▶ **ABOUT THIS TASK**: Continue the article on gun violence research from the point where it stops.

▶ **STUDY TEXT**:
= Beginning of Section =
On November 14, six days after Donald Trump won the presidential election, more than 80 researchers from 42 schools of public health gathered for a closed-door meeting at the Boston University School of Public Health. Their agenda: how to get around the federal government’s de facto ban on researching the health impact of gun violence and get it done anyway.
“The idea was to pull together a meeting to say, ‘We have had no change in the number of firearm deaths and firearm injuries since 2000. It’s become endemic,'” says Sandro Galea, a physician, epidemiologist, and the dean of the BU School of Public Health, who organized the hush-hush meeting. “There has been no action on this to speak of at the federal level, and there has been no clear statement from academic public health on this issue. We brought people together to ask, ‘What should academic public health be doing toward moving us collectively toward mitigating the consequences of gun violence?'”
Despite the more than 30,000 gun-related deaths that occur in America every year, firearms receive relatively little attention as a subject of public-health research. A recent research letter published in the Journal of the American Medical Association found that gun violence is the least-researched leading cause of death in the United States. This is largely because of a 1996 bill that prevented the the Centers for Disease Control and Prevention (CDC) and other agencies from using federal money to “advocate for or promote gun control.” The lack of funding combined with the toxic environment that surrounds the debate over gun rights has made most public-health researchers wary of touching the topic.
The group that met at BU in November hope to reverse that two-decade trend. They drafted a call to action, the final version of which was published yesterday in the American Journal of Public Health. It outlines a plan to beef up gun violence research and scholarship by seeking funding from the private sector, as well as seeking common ground between pro-gun advocates and gun safety advocates, and developing state-level initiatives.
= End of Section =
Stored records
= Beginning of Section =
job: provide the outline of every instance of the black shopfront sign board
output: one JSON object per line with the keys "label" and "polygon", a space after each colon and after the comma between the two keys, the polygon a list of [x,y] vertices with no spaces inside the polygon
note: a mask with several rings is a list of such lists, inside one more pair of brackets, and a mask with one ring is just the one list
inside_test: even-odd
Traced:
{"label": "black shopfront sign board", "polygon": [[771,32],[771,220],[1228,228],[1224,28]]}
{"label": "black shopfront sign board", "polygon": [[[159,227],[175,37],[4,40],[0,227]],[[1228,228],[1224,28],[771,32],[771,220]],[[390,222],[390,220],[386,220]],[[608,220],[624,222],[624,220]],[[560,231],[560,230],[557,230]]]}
= End of Section =
= Beginning of Section =
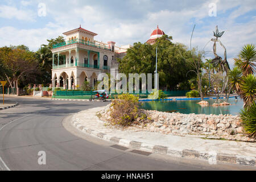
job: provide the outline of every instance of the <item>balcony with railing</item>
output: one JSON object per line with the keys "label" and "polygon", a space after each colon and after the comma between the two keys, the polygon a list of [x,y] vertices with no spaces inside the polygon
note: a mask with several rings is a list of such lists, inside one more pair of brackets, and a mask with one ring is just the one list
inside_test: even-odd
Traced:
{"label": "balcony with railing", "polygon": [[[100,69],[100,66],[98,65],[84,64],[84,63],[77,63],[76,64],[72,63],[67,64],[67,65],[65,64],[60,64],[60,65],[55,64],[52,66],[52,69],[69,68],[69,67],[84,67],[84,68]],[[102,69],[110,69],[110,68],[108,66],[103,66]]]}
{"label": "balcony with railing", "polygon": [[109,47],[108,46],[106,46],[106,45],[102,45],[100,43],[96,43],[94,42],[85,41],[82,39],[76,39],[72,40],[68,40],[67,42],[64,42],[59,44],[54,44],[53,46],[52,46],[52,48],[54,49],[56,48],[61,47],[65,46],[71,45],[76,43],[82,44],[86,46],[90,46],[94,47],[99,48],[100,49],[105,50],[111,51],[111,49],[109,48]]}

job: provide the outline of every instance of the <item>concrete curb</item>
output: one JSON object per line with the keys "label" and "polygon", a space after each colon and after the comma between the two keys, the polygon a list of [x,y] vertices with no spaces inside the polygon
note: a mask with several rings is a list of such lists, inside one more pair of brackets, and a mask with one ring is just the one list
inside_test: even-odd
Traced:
= End of Section =
▶ **RESULT OF THE EXERCISE**:
“Federal funding is not going to happen with the National Rifle Association around,” says John Rosenthal, a Massachusetts-based businessman and gun owner who was a keynote speaker at the November meeting. In 1994, he started Stop Handgun Violence, which has advocated stricter gun laws in his home state. (Massachusetts has the lowest gun violence rate in the nation, and some of its toughest gun laws.) “In the absence of public funding, this call to action could lead to significant private funding,” he says. “If enough schools of public health really look at it—and this is a public health epidemic—then lives will be saved. I think there will be a critical mass with this group and more that will follow.”
Galea says gun researchers have a lot of catching up to do. “The fundamental, foundational work of documenting the full scale of the health consequences of firearms has not been done,” he says. “It’s the kind of project that we do all the time. It just hasn’t been done with firearms because there haven’t been resources.”
Even if the researchers overcome these financial obstacles, they must still contend with the political climate. “Trump was a clear supporter of gun rights throughout the campaign and has widely claimed support from the gun lobby as a core part of his appeal; the gun lobby spent more than $30 million on the campaign,” they write in their call to action. “This portends challenges to advancing gun policy at the federal level in the next four years, if not longer.”
The NRA has called out Galea for his “deeply flawed research,” likening his defense of a controversial recent study of gun laws to “the behavior of a mule.” “It is very charged when you have the NRA calling you out personally,” Galea says. “It has a chilling effect. It’s hard to encourage young people to make a career out of studying something which brings with it the threat of a public fight with a group as powerful as the NRA.” After 20 years of delay, Rosenthal says it’s time to stop ignoring one of the country’s leading causes of death. “We’ve reached a tipping point,” he says. “Enough is enough.”